Prentice Women's Hospital: A Eulogy
On October 12, 2012, I was thrown out of the Apple store on North Michigan Avenue, Chicago. I may have cried after the employee said, gruffly, he could not help me. Granted, I was overwhelmed by school, tired from the long walk to the store, and was feeling helpless in a city where I was a brand-new citizen.
I left in a hurry, dodging crowds of shoppers and tourists. The noise, the bustle -- it was all too much. The stench of new clothes, the one you wash your brand new jeans twice before wearing to get rid of, filled the air as I walked past the storefronts.
Taking a right, I headed toward the lake down an unknown side street where it felt like the quiet echoed amongst the calamity. This, and the breeze from the lake, drew me in. One block down, it seemed to go silent. Walking past walls of glass, I realized I had entered the Northwestern Hospital corridor. Steel, white concrete, and the glimmering facades enveloped me.
If Chicago was host to the White City of the World's Fair, this street was host to the Glass Village.
And then, she appeared. A monolith of matte concrete, arched and radiating toward the street. I stopped to stare at this seemingly misplaced structure amongst flush torrents of mirrors.
At this point, I had heard about the row being raised over Prentice Women's Hospital in the news. Preservation organizations had named it "Goldberg's Masterpiece," citing the significance in the development of Brutalism as a movement and the architect, Bertrand Goldberg, who used one of the first IBM computers to design the building's cantilevered clover shape.
I agreed with Save Prentice, the nonprofit organization founded to preserve the formerly state-of-the-art obstetrics hospital. However, Northwestern University fought long and hard to have Prentice torn down in order to transform the lot into a cutting-edge cancer research facility.
"Agreed" turned into passion. I attended hearings and told my mom that if I got arrested it would be because I had lain down in front of a bulldozer, which -- I'm sorry, Mom -- might happen.
In March, Northwestern got its permit to demolish this building I hold such an affinity toward. The day the Chicago Landmark Committee denied the request to make Prentice an historic landmark was a day that I cried harder than the day at the Apple store. I called my friend back home in Colorado, searching desperately for empathy. And instead of empathy, I got a question:
"Anjulie, why do you love that building so much?"
Rewind. I froze. Why on earth am I crying over a building? To answer this question, I took yet another trip, this time in good spirits and on a bicycle, back to Northwestern to have one more look at my sweetheart building.
And, there she was: quiet, profound, and condemned.
I had a small epiphany while I sat in the vacant lot across the street. I watched the sun cast shadows over her curves; I watched the rounded windows glint and wink at me; I saw the way she stood out amongst her peers, her odd shape and my own confused rhetoric left me -- even now -- with one reaction:
She looks like me.
Now, I may not be the picturesque figure of beauty and perfection. But Goldberg knew that women are not all the same. We fluctuate in curves; our bodies are not flat, sterile things.
Similarly, women's needs during childbirth are not all the same. The building's design, which uses "pods" that encircle a center core of doctor and nurse stations, allows for each woman's needs to be met with efficiency and intent. He understood that a building for women should be like women: unique, clever, intelligent, and, yes, beautiful.
This is not one last plea to save this grand building. Rather, this is a moment -- my moment -- to convey that cities are places that reflect their inhabitants. Individual buildings are created to serve people, not the cityscape itself. No, Prentice does not have a spire to create a breathtaking skyline; banks and offices takes care of that.
But that day I found myself in the heart of River North, I was drawn in by the breeze off the lake and discovered a gem. The one brief moment while I sat and observed her squat and curvilinear form was the moment when I realized that I belong in this city because, though only for a brief time, Chicago believed in Prentice's forms, those so similar to my own, and gave her a place to care for others.

→ Problem
In the Prentice Women's Hospital eulogy, what did Bertrand Goldberg use to design the building's cantilevered clover shape?

Referring expression data:
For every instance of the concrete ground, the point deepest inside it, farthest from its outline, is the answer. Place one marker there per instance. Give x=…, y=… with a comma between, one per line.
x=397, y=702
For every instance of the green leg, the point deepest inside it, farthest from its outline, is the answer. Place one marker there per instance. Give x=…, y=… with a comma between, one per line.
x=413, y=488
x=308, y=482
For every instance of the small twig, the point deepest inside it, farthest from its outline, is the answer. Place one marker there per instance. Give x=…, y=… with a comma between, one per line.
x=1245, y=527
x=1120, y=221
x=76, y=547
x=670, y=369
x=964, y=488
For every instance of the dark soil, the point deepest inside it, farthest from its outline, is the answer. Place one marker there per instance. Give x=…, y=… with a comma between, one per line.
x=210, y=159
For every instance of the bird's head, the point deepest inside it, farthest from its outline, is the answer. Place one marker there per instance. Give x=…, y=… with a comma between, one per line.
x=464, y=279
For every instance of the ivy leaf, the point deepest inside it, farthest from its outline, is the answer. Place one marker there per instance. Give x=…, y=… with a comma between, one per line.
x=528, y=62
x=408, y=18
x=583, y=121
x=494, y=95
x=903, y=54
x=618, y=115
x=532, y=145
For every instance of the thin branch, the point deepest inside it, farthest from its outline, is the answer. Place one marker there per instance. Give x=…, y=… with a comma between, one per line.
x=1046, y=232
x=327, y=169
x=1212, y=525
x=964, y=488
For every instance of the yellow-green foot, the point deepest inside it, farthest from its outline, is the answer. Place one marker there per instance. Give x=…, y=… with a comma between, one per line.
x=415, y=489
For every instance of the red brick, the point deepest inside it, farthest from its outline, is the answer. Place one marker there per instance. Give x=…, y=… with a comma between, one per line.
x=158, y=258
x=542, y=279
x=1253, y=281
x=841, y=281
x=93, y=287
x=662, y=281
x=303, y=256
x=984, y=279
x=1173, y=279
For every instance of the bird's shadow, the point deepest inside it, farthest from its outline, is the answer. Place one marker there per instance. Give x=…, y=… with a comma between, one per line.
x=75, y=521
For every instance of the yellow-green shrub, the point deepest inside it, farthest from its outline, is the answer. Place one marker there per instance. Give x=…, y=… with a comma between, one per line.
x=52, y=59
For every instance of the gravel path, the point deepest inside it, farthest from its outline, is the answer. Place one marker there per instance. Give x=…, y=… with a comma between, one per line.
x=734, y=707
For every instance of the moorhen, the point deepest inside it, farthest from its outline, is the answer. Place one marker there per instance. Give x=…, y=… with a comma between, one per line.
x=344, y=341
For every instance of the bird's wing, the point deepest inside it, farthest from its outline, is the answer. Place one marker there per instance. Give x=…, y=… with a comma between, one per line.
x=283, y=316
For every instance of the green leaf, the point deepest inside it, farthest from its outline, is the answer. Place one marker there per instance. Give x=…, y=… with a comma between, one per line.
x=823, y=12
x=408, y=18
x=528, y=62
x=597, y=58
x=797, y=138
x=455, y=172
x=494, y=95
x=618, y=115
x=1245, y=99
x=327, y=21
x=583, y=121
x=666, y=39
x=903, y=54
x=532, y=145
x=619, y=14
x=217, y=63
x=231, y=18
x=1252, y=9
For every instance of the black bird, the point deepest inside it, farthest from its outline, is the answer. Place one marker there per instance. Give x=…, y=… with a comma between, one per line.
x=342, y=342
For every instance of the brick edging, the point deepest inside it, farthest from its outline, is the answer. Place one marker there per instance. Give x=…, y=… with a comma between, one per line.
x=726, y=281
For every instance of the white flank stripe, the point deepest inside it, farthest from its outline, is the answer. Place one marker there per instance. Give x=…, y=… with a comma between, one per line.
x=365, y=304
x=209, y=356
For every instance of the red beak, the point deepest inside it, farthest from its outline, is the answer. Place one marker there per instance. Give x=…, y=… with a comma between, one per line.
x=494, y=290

→ Exercise solution
One of the first IBM computers.